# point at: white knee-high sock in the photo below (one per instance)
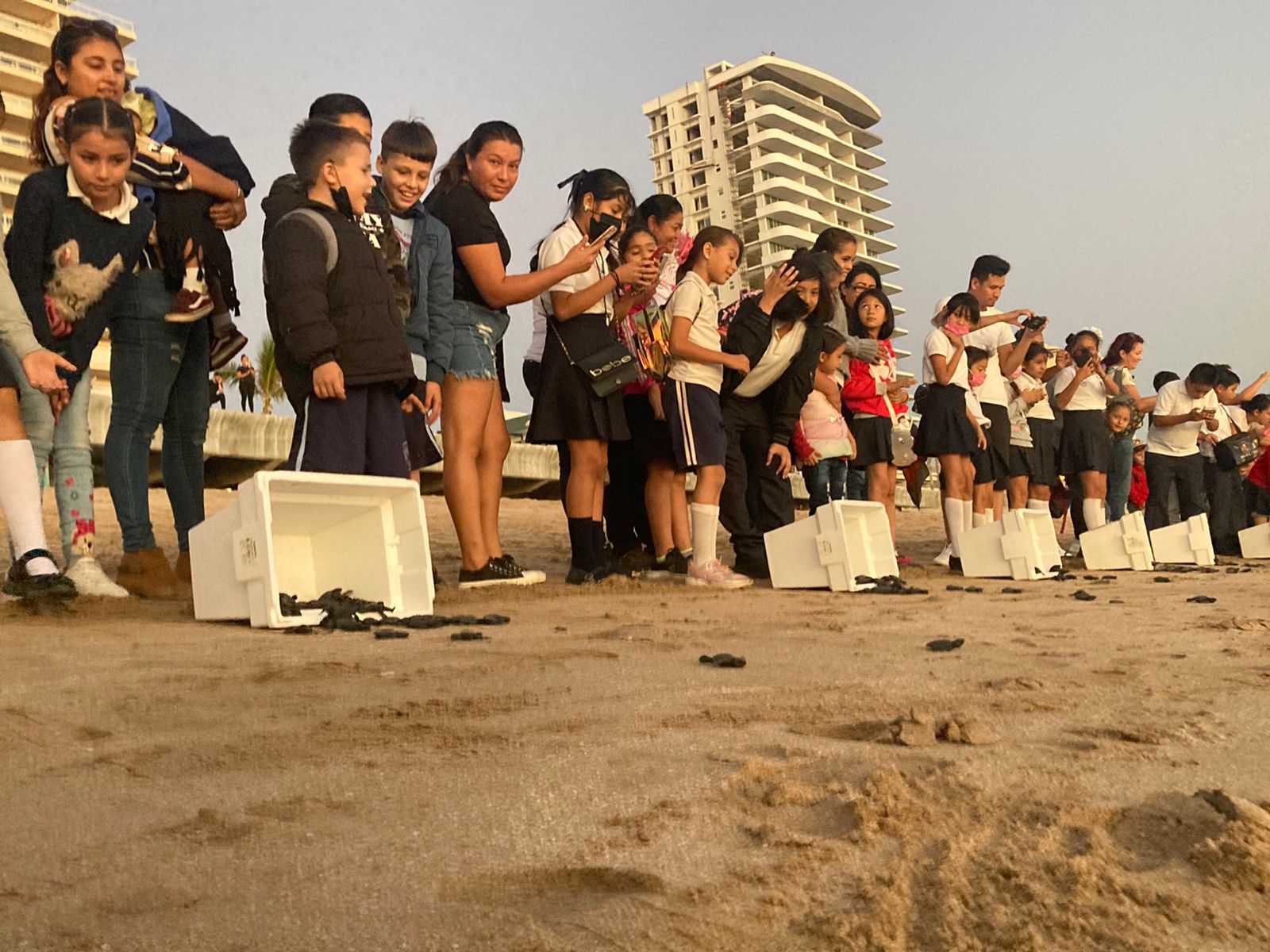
(1095, 513)
(952, 512)
(705, 532)
(21, 503)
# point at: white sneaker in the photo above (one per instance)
(90, 581)
(717, 575)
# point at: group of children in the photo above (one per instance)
(1015, 423)
(389, 302)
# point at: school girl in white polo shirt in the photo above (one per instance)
(691, 397)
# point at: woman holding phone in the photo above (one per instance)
(484, 171)
(581, 315)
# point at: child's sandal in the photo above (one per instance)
(22, 584)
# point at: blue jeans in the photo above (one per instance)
(158, 376)
(67, 443)
(826, 482)
(1119, 478)
(857, 486)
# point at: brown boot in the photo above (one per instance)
(184, 581)
(146, 574)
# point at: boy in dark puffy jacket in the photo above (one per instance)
(341, 347)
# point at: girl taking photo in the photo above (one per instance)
(581, 313)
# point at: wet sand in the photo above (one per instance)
(581, 782)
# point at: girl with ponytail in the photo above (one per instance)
(581, 313)
(484, 171)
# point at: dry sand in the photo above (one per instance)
(581, 782)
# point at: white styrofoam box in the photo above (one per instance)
(1255, 541)
(842, 539)
(1022, 547)
(1118, 545)
(1184, 543)
(304, 533)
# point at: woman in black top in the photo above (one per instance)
(484, 171)
(247, 384)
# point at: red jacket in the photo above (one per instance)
(860, 393)
(1138, 490)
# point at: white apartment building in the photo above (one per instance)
(27, 31)
(778, 152)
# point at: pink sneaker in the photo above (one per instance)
(717, 575)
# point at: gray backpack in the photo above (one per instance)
(318, 221)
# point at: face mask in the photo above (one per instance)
(791, 308)
(601, 224)
(343, 203)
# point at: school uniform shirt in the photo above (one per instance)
(1172, 400)
(554, 249)
(937, 343)
(471, 222)
(776, 359)
(995, 336)
(694, 298)
(1091, 395)
(1227, 419)
(1041, 409)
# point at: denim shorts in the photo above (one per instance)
(478, 330)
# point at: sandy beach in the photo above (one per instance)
(579, 781)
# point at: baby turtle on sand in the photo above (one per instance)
(723, 660)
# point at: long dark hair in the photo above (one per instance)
(856, 328)
(70, 40)
(103, 114)
(601, 184)
(714, 235)
(660, 206)
(833, 239)
(455, 169)
(1119, 347)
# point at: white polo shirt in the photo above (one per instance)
(776, 359)
(1091, 395)
(939, 343)
(695, 300)
(1172, 400)
(554, 249)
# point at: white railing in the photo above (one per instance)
(94, 14)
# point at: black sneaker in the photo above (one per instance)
(497, 571)
(22, 584)
(581, 577)
(533, 575)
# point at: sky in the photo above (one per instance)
(1115, 154)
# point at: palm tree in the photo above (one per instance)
(267, 378)
(268, 384)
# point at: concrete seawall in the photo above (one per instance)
(239, 444)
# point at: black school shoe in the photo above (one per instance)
(498, 571)
(22, 584)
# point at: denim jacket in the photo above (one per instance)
(431, 271)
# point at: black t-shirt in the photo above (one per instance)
(470, 222)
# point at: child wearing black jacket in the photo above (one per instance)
(341, 348)
(780, 333)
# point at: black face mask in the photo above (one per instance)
(601, 224)
(791, 308)
(343, 203)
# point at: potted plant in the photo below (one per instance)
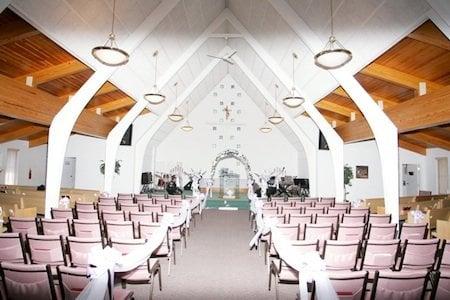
(348, 176)
(116, 168)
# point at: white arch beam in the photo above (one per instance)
(64, 121)
(115, 136)
(384, 130)
(335, 142)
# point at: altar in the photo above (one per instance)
(229, 184)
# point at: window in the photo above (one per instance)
(11, 166)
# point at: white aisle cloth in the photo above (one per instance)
(109, 259)
(310, 266)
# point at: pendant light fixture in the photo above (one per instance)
(110, 54)
(155, 97)
(187, 127)
(334, 55)
(292, 100)
(276, 118)
(265, 128)
(176, 116)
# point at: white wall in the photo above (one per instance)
(198, 149)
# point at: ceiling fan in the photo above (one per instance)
(226, 58)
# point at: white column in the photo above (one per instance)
(113, 142)
(65, 119)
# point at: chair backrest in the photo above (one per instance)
(12, 248)
(87, 214)
(348, 285)
(341, 255)
(327, 219)
(87, 228)
(382, 231)
(413, 231)
(141, 217)
(419, 254)
(113, 215)
(156, 208)
(350, 231)
(72, 281)
(314, 210)
(46, 249)
(379, 219)
(106, 207)
(84, 205)
(55, 227)
(61, 213)
(399, 285)
(27, 281)
(354, 218)
(380, 254)
(119, 229)
(23, 225)
(79, 249)
(319, 232)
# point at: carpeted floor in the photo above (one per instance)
(217, 264)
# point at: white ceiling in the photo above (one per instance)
(367, 27)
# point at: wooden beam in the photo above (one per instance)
(397, 77)
(55, 72)
(387, 102)
(429, 34)
(20, 133)
(113, 105)
(418, 113)
(430, 139)
(34, 105)
(402, 143)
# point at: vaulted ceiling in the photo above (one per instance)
(369, 28)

[Problem] Once the pictures are set aside, restate the remaining data above exactly.

[Exercise output]
# point at: white knee-high sock in the photo below (one per instance)
(1095, 513)
(952, 512)
(705, 532)
(21, 503)
# point at: white sneaker in the photo above (one per instance)
(90, 581)
(717, 575)
# point at: group of children in the photo above (one per instance)
(1015, 423)
(389, 302)
# point at: school girl in white polo shirt in the photo above (one per instance)
(691, 397)
# point at: woman holding phone in the photo above (one per instance)
(484, 171)
(581, 315)
# point at: child's sandal in the photo above (one per instance)
(22, 584)
# point at: blue jeans in the photo above (one per instance)
(158, 376)
(67, 443)
(826, 482)
(1119, 478)
(857, 486)
# point at: brown boot in the photo above (one per instance)
(184, 581)
(146, 574)
# point at: boy in dark puffy jacket in the photo above (one per instance)
(341, 347)
# point at: girl taking photo in the photo above (one per instance)
(581, 313)
# point at: wet sand in the photo above (one per instance)
(581, 782)
# point at: girl with ponytail in the photo above (one per instance)
(581, 313)
(484, 171)
# point at: dry sand in the photo above (one per instance)
(581, 782)
# point at: white styrofoam box in the photo above (one per instance)
(1255, 541)
(842, 539)
(1022, 547)
(1118, 545)
(1184, 543)
(304, 533)
# point at: woman in black top in the photo above (one per instance)
(484, 171)
(247, 384)
# point at: red jacket in the photo above (one per instance)
(860, 393)
(1138, 490)
# point at: white apartment building in the photo above (one per instance)
(27, 31)
(778, 152)
# point at: pink sneaker in the photo above (one per instance)
(717, 575)
# point at: gray backpack in the photo above (one per instance)
(318, 221)
# point at: face mask in the photo above (one per instance)
(791, 308)
(601, 224)
(343, 203)
# point at: school uniform shirt in the photo above (one per instance)
(1172, 400)
(554, 249)
(937, 343)
(471, 222)
(776, 359)
(995, 336)
(694, 298)
(1091, 395)
(1227, 419)
(1041, 409)
# point at: denim shorts in the photo above (one per instance)
(478, 330)
# point at: sandy beach in the photo above (one per instance)
(579, 781)
# point at: baby turtle on sand in the photo above (one per instance)
(723, 660)
# point at: long dark hair in the photo above (one per instance)
(856, 328)
(70, 40)
(103, 114)
(601, 184)
(714, 235)
(660, 206)
(833, 239)
(455, 169)
(1119, 347)
# point at: white polo shirt in the photo above (one per instance)
(776, 359)
(1091, 395)
(939, 343)
(695, 300)
(1172, 400)
(554, 249)
# point at: white railing in the photo above (one per instance)
(94, 14)
# point at: black sneaker in the photo above (one per instance)
(497, 571)
(22, 584)
(581, 577)
(533, 575)
# point at: sky in the photo above (one per instance)
(1115, 154)
# point at: palm tree in the photo above (one per instance)
(267, 378)
(268, 384)
# point at: concrete seawall in the photo above (one per instance)
(239, 444)
# point at: black school shoe in the photo above (one per instance)
(498, 571)
(22, 584)
# point at: denim jacket in the photo above (one per instance)
(431, 271)
# point at: black t-shirt in the photo above (one per instance)
(470, 222)
# point at: child wearing black jacket in the photo above (one per instance)
(341, 348)
(780, 333)
# point at: black face mask in the photo above (one per instance)
(601, 224)
(791, 308)
(343, 203)
# point at: potted plant in the photo below (one per instance)
(348, 176)
(116, 168)
# point at: white arch beam in the photo above (one per instance)
(64, 121)
(115, 136)
(384, 130)
(335, 142)
# point at: altar in the photo above (one per instance)
(229, 184)
# point at: window in the photo above (one per instance)
(11, 166)
# point at: white aisle cloth in the photo above (one per instance)
(109, 259)
(310, 266)
# point at: pendant light fixture in the photo above (one per instance)
(110, 54)
(155, 97)
(187, 127)
(334, 55)
(292, 100)
(276, 118)
(265, 128)
(176, 116)
# point at: white wall in the photo above (one per instance)
(198, 149)
# point at: ceiling fan in the photo above (one per instance)
(226, 58)
# point at: white column in the photo above (one per instance)
(113, 142)
(65, 119)
# point at: chair backrest in the photo above (one per instance)
(12, 248)
(87, 214)
(348, 285)
(341, 255)
(327, 219)
(87, 228)
(382, 231)
(413, 231)
(141, 217)
(419, 254)
(113, 215)
(156, 208)
(350, 231)
(72, 281)
(314, 210)
(46, 249)
(379, 219)
(106, 207)
(84, 205)
(55, 227)
(61, 213)
(399, 285)
(27, 281)
(354, 218)
(380, 254)
(119, 229)
(23, 225)
(79, 249)
(319, 232)
# point at: carpeted floor in the photo above (one per instance)
(217, 264)
# point at: white ceiling in the photo above (one per instance)
(367, 27)
# point at: wooden beam in the photo above (one per instance)
(397, 77)
(55, 72)
(387, 102)
(429, 34)
(20, 133)
(113, 105)
(418, 113)
(430, 139)
(34, 105)
(402, 143)
# point at: vaulted ceiling in the photo above (one per instance)
(369, 28)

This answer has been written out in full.